§ PAGE EXTRACT:
-- Opening Marker --
This sort of shows his descent into madness. Bear in mind, this guy only painted pictures of cats. He goes from only vaguely intriguing and perhaps whimsical image of a feline, to.....


oh, kinda weird....



that's pretty.....




um......



Holy fucking psycho-crazy shit, Batman!



It's really quite remarkable. I mean, Wain is the only artist I can think of that actually manages to capture even the slightest hint of what it's like to experience LSD intoxication. This page has higher-res versions of the images, along with biographical info that you might find interesting.

Anyway, what this all goes to show, is that we don't really know anything about schizophrenia or its effects on people. It is clear that some of what the mind sees when inflicted with this disease is akin to what many a hippie experiences when consuming psychedelic drugs. We all know that the shamans of yesteryear (and maybe some still today?) used them for ritualistic purposes. Tribes in Mesoamerica believed that psilocybin mushrooms allowed one to contact the divine.

Perhaps it is more utilitarian...more...useful, to temporarily induce the kind of insanity that schizophrenia is famed for, but that doesn't mean that these scientists aren't trying to create some sort of mouse god-speaker that will lead its people on towards a greater and brighter future for all of mousekind. Maybe, the tree of knowledge is just a mental illness away!

Thursday, August 02, 2007

To You, O, Murdoch, We Humbly Pray!


I've been thinking a lot about war lately. I saw this video. I also saw this video. And then I thought about an old movie. And it occurred to me that if we're going to be spending all of this money anyway, why bother with all of this nonsense about sending troops across the ocean?

Wouldn't it be far cheaper to build giant robots and have them duke it out in Death Valley? Two go in; one comes out. It'd be hella entertaining, and almost as much of a resource hog. It would be utterly pointless and absurd, and hell, we'd actually probably spend less money. We could... I don't know, give the leftover money that we would have spent feeding and housing and outfitting, what, 140,000 troops...to the poor or something. That'll shut them the fuck up. How was the Iraq war supposed to help America anyway? I can't figure that out.

Giving the gift of Democracy (which doesn't work so well here, I might add) to Iraqis whose apparently unanimous rebuttal is "Who the hell asked you, anyway?" Can you smell what The Rock's cooking now? Mmm...that's right! That smell is just a little bit of Freedom, bitches!
-- Closing Marker --
§ QUESTIONS ON THE MATERIAL:
A. Repeat the passage of the blog excerpt from "It's really quite" to "might find interesting." word for word.
B. In the blog excerpt, what did tribes in Mesoamerica believe psilocybin mushrooms allowed one to do?
C. Resume the blog excerpt after its final sentence and keep writing.

§ MATERIAL SUPPLIED:
-- Opening Marker --
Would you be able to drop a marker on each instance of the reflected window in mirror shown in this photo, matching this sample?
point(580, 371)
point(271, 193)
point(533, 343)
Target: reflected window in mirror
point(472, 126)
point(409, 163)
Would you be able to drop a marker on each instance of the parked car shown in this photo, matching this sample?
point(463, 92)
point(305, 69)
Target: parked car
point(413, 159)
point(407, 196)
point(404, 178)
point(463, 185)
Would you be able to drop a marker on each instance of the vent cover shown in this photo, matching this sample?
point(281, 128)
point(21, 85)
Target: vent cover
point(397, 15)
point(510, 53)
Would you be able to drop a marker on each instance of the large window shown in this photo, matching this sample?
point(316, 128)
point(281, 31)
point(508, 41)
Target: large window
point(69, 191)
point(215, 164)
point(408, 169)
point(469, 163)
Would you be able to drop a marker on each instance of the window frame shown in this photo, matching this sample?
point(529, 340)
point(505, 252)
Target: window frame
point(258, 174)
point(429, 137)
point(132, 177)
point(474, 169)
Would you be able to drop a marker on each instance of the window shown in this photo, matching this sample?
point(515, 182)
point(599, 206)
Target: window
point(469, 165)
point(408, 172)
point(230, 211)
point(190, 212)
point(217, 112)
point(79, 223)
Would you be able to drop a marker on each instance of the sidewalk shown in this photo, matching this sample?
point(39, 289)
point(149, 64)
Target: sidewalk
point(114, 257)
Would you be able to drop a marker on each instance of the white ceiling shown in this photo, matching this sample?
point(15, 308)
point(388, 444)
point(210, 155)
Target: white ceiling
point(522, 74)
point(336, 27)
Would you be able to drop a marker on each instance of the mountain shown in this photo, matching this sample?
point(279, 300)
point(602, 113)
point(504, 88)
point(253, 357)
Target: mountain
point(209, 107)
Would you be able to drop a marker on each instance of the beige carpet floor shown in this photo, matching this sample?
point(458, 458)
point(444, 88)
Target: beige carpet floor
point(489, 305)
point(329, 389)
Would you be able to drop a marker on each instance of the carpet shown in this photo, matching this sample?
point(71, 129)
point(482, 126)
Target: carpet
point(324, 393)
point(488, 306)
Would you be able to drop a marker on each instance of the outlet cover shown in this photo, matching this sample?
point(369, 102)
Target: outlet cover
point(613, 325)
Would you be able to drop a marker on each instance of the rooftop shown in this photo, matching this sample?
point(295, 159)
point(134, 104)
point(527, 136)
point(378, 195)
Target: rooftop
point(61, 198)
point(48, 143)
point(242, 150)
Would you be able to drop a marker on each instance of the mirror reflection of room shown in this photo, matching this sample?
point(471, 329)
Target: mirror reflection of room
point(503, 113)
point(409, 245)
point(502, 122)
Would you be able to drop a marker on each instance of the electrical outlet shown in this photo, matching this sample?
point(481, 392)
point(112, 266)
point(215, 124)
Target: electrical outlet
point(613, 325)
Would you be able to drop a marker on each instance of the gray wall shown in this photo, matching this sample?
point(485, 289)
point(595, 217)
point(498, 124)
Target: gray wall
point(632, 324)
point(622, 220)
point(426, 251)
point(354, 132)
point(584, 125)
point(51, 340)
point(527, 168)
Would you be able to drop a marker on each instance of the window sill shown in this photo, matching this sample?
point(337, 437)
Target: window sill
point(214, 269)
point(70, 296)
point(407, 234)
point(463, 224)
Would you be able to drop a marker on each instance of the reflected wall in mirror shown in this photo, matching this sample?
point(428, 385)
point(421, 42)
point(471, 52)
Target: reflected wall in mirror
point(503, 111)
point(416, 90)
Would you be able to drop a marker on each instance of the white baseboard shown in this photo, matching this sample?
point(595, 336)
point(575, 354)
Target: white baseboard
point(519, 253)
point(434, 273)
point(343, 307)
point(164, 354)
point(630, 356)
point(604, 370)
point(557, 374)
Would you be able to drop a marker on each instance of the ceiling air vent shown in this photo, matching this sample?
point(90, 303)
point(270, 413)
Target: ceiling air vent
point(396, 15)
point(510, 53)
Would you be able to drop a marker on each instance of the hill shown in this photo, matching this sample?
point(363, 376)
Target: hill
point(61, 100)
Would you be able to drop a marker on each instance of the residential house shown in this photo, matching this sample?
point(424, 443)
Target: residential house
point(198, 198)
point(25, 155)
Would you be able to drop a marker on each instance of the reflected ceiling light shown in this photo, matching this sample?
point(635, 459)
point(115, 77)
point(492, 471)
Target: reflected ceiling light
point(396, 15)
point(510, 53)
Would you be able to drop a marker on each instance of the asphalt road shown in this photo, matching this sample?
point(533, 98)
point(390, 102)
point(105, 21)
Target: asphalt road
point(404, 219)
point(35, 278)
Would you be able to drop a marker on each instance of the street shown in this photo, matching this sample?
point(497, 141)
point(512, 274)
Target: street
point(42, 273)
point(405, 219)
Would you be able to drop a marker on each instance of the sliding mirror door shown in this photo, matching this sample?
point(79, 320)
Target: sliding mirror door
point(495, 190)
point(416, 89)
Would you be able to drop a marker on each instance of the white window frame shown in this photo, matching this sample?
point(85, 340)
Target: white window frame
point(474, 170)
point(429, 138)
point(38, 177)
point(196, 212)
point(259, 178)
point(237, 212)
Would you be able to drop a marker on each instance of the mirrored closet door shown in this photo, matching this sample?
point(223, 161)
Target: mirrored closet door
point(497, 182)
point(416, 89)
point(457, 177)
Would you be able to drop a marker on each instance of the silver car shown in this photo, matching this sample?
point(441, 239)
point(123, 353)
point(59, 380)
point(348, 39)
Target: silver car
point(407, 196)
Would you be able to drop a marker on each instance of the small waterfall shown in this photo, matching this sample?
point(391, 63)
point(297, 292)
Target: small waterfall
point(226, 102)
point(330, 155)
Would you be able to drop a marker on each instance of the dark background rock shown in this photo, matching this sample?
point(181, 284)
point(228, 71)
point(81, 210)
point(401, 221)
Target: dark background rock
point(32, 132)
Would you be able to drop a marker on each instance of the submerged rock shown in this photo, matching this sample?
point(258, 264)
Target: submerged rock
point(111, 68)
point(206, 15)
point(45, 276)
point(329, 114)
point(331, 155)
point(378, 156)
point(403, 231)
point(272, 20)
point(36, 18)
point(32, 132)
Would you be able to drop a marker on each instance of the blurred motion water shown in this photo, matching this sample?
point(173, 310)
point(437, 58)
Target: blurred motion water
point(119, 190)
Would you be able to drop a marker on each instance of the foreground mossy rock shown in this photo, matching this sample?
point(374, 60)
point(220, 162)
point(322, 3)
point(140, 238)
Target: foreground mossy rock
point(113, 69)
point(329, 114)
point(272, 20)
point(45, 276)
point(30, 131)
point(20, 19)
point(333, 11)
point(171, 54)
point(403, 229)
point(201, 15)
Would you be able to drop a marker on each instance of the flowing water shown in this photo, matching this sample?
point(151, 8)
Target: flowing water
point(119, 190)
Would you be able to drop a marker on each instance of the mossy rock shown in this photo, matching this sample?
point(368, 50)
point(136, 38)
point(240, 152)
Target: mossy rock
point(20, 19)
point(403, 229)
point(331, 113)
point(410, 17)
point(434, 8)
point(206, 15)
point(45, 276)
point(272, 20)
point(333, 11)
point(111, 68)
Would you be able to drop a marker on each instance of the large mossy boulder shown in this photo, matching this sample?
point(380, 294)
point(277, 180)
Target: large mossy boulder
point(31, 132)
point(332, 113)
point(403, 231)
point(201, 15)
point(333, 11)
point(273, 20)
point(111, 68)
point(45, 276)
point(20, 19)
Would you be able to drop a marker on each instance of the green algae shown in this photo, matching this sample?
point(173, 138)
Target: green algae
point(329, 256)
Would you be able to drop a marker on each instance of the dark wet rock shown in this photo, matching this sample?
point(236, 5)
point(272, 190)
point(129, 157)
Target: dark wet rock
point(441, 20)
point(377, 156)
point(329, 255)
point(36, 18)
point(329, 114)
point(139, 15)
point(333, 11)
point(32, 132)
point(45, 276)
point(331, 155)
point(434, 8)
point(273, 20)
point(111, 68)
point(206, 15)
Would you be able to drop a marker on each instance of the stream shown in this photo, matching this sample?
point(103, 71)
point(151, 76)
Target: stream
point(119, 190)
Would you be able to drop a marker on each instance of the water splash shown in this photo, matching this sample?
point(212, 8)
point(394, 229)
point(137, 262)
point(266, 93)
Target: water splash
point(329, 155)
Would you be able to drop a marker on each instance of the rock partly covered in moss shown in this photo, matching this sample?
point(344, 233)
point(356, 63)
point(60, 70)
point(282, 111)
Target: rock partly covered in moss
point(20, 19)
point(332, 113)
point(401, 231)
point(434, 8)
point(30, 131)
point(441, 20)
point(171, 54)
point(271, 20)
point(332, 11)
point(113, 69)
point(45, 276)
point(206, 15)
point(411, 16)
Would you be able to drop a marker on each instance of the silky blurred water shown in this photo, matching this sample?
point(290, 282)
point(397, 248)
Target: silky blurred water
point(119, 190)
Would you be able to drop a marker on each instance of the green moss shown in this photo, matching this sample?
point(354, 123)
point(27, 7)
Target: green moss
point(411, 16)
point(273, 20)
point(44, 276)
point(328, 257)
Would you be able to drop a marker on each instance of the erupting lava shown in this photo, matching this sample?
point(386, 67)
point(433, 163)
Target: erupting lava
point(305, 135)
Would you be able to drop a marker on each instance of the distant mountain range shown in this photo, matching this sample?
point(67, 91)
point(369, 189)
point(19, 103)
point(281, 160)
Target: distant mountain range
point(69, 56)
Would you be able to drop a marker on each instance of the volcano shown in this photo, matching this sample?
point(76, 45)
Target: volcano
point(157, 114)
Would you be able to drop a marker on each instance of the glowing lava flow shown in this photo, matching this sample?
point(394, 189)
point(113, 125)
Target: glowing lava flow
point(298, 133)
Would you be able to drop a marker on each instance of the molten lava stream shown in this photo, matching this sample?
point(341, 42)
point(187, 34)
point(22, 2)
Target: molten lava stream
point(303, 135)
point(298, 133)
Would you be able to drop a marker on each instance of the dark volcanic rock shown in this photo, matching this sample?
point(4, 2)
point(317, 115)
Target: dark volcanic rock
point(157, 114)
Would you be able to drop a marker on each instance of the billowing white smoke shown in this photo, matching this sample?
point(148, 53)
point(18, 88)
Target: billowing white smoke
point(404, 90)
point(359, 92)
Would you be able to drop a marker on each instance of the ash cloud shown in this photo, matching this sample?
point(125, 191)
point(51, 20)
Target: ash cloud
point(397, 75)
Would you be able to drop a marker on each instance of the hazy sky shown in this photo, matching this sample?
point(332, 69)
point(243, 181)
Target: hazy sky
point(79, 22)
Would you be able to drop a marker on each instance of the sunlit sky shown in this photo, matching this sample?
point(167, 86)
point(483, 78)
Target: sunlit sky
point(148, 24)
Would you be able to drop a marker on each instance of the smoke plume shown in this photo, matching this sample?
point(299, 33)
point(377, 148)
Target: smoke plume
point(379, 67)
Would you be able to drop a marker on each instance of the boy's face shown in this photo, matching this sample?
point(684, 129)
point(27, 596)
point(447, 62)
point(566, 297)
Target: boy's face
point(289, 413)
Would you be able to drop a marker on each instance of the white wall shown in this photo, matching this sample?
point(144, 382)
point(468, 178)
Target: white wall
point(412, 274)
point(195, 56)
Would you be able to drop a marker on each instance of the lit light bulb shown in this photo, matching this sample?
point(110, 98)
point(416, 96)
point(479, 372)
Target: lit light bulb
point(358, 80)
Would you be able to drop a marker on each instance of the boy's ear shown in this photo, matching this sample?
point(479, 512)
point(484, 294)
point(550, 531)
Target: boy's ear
-- Closing Marker --
§ ANSWERS TO THIS EXERCISE:
A.
It's really quite remarkable. I mean, Wain is the only artist I can think of that actually manages to capture even the slightest hint of what it's like to experience LSD intoxication. This page has higher-res versions of the images, along with biographical info that you might find interesting.

B. Contact the divine.

C.
Whether you like it or not.

Giant robots fighting would give us valuable entertainment--and I think everyone can agree that we deserve at least a little entertainment--and it would cut down on the number of casualties from...umm...let's see...27,000 to... well... between 0 and 1, rounding to the nearest whole number.

I think it's only fair that a living, breathing human would have to be piloting the giant robot. I mean, gladitorial combat would lose all of its fun if there wasn't the possibility of death. We can genetically engineer and specially train these pilots from birth and that's all we'd need them for.

And hell, once this little scheme has solved all of the world's problems, we can start having giant robot fighting leagues. That would be sweet. It might even me a new Olympic event!

And speaking of that, what's with all these pussies saying that athletes shouldn't use performance enhancing drugs? I mean, wouldn't sports in general be more interesting if everyone across the board were juicers? Let's require steroids and crystal meth and...I don't know...crack or something. I think if there's enough money pumped into it, we'll see safer and more effective stimulants and 'roids to make our athletes better and better.

Besides, sports are boring as they are. If we kicked everything up a notch, maybe we'll see some crazy shit new records for...I don't know...the hundred meter dash and home-runs and most touchdowns in an inning or something.

It'll be a brave new world of athletics and warfare. Instead of just televising wars, let's make wars into the entertainment event of the summer! Time it for sweeps, and then totally bank. I bet Rupert Murdoch, in all of his crotchety Australian glory would agree.